**What needs to be done**
Locate the line that contains "x=500, y=218". Print it and every subsequent line through the final line of the records, exactly and only those.

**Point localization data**
+ + +
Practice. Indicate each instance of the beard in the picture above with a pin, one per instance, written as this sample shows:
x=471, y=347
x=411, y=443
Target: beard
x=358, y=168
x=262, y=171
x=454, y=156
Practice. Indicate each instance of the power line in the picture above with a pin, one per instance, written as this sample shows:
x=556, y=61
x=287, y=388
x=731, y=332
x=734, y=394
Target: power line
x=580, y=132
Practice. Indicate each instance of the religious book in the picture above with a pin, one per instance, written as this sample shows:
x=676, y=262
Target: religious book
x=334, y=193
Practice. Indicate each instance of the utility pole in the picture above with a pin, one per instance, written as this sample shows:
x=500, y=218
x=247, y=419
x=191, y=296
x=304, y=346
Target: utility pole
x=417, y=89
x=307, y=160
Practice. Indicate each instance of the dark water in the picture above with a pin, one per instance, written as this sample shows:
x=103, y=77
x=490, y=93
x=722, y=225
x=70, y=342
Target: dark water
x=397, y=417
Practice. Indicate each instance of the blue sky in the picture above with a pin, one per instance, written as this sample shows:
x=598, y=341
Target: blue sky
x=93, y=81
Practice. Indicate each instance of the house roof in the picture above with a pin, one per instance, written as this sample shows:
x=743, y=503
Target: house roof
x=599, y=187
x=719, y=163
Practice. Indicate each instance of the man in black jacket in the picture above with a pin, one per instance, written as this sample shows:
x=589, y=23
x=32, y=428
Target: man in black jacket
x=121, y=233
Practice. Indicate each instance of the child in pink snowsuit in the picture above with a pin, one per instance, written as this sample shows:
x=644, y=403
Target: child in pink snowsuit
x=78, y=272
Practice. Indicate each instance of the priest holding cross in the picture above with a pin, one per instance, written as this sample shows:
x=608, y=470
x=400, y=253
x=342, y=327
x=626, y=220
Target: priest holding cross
+ + +
**Response for this exercise**
x=500, y=218
x=247, y=419
x=191, y=296
x=304, y=346
Target: utility pole
x=417, y=89
x=307, y=160
Practice. Indicate each instance of the dark water in the picture above with a pin, one per instance, written as this sample shows:
x=103, y=77
x=490, y=93
x=722, y=225
x=70, y=342
Target: dark water
x=397, y=417
Practice. Indicate each instance of the blue sky in the picture above with a pin, one per instance, written as this sample shows:
x=598, y=341
Target: blue sky
x=93, y=81
Practice. Indicate each instance of the house roof in the picture above with a pin, one per instance, written as this sample shows:
x=743, y=503
Target: house roof
x=599, y=187
x=719, y=163
Practice. Indicate each instance of the man in black jacket in the picture above with a pin, one per instance, written as this sample shows:
x=589, y=23
x=32, y=428
Target: man in black jacket
x=121, y=233
Practice. Indicate each instance of the child in pink snowsuit in the picture above with a pin, one per instance, written as this sample shows:
x=644, y=403
Target: child in pink snowsuit
x=78, y=272
Practice. Indicate each instance of the priest holding cross in the picture above with a pin, one per instance, written as this sample shows:
x=608, y=470
x=400, y=253
x=342, y=327
x=626, y=220
Target: priest holding cross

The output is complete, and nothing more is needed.